Extract to read:
----
The Supreme Court has dismissed the appeal of New India Assurance Company which had rejected the claim of a ship-breaking firm for compensation. The firm bought a Belgian vessel and was bringing it from Singapore on its ‘funeral voyage’ to Alang port in Gujarat for demolition. It wrecked on way in high seas due to bad weather. The ship was covered by marine insurance and the ship-breaker invoked the policy. The insurer rejected the claim leading to litigation in the consumer forum. The National Consumer Commission asked the insurance company to pay Rs 14 crore with 9 per cent interest to Priya Blue Industries, the scrap dealer in ships. However, the insurer appealed to the Supreme Court. It ruled that the loss suffered due to the ship wreck was properly assessed by the surveyors and the commission order was correct.
SC rules Neyveli Lignite entitled to pay lower tax
The buyer of Neyveli Lignite Corporation, a central government undertaking which was sold as scrap, was entitled to pay a lower sales tax, the Supreme Court ruled. It dismissed the appeal of the Commissioner of Commercial Taxes against the ruling of the Madras high court which stated that the levy should take into account that the machinery was total scrap. Since the plant and machinery had outlived its utility, the government appointed Metal Scrap and Trading Corporation Ltd, a government enterprise, to sell them as scrap. It arranged an e-auction in which Chitrahar Traders bid the highest amount. The revenue department then demanded 12 per cent and surcharge as sales tax stating that what was sold was plant and machinery; not scrap. The buyer contended that only 4 per cent could be levied at the rate stipulated for scrap. In fact, it had to use explosives to remove machinery embedded in earth since 1961 and which became utterly useless by 2001. The high court and the Supreme Court accepted the contention of the scrap buyer.
Imprisonment not must for issuer of bounced cheque: SC
Imprisonment is not a must while punishing a person who issues cheques which bounce, the Supreme Court stated in the case, Kaushalya Devi vs Roopkishore. In this case, the drawer of cheques was convicted under the Negotiable Instruments Act. However, he deposited Rs 2 lakh out of Rs 3.5 lakh against the cheques. The magistrate felt that under that circumstance, fine would suffice and imprisonment was not necessary. He imposed a fine of Rs 4 lakh and allowed time to pay the balance. This order was challenged by the payee, but the Supreme Court agreed with the magistrate that jail sentence was not called for in this particular case.
----
Work request: Pick up the Supreme Court case summaries after their last sentence and continue them. The items that come next are taken from a separate source.
----
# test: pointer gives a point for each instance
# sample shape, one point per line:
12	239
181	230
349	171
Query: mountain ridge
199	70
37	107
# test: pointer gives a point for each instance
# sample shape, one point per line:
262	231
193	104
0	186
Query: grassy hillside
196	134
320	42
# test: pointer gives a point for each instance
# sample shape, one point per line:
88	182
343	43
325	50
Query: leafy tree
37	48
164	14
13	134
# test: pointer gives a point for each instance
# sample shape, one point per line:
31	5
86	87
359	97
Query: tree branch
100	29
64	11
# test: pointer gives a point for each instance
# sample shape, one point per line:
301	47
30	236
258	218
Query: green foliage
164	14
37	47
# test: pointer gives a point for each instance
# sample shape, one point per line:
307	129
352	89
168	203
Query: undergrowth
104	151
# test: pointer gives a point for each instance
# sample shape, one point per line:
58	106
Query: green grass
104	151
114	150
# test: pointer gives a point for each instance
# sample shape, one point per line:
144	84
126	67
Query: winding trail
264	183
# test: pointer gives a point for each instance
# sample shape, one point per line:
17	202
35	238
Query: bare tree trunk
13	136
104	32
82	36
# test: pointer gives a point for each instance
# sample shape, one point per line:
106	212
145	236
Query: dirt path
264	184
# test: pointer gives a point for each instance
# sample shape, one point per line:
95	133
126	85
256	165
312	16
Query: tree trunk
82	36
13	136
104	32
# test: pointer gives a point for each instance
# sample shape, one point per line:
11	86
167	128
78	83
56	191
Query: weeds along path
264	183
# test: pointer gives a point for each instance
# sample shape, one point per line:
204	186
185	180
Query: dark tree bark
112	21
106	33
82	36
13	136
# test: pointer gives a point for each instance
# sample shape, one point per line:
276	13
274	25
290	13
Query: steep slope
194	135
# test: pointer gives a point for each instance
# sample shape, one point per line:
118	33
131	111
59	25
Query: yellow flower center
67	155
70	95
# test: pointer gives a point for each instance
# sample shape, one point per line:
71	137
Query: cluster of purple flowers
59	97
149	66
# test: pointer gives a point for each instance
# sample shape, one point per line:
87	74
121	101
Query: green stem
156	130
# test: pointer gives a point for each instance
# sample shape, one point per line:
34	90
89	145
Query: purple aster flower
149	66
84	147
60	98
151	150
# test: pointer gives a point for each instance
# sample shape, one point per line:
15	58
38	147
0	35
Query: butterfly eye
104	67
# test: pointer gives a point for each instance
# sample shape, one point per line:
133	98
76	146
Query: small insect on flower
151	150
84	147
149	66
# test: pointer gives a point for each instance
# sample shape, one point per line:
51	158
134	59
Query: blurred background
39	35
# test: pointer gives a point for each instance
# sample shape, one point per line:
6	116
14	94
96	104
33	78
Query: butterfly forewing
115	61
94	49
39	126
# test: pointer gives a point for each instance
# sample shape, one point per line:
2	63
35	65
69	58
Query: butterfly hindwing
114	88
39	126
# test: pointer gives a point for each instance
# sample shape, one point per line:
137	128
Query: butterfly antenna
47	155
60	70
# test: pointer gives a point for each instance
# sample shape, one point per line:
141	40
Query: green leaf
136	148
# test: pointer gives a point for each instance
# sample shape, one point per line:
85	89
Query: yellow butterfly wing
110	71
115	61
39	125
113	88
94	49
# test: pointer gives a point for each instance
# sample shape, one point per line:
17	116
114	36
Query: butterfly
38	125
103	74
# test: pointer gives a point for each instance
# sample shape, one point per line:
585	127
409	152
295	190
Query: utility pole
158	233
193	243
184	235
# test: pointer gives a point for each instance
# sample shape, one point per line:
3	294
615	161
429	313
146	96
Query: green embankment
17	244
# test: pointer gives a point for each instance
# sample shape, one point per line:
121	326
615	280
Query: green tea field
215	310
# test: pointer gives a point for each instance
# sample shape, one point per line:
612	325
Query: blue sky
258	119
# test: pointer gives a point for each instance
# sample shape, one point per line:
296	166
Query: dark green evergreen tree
----
Response area:
SC directs Glaxo India to deposit Rs 71.21 cr with Drug Prices Equilisation
The Supreme Court last week directed Glaxo India Ltd to deposit Rs 71.21 crore in the Drug Prices Equilisation Account, asking it to comply with the demand of the government. The central government had issued drug price control orders under the Essential Commodities Act fixing the maximum selling price of bulk drugs. Those notifications were challenged by the pharma company as arbitrary and illegal. The Supreme Court allowed the appeal of the government and stated that several drug companies were overcharging the consumers and the notifications were meant to control prices to benefit consumers.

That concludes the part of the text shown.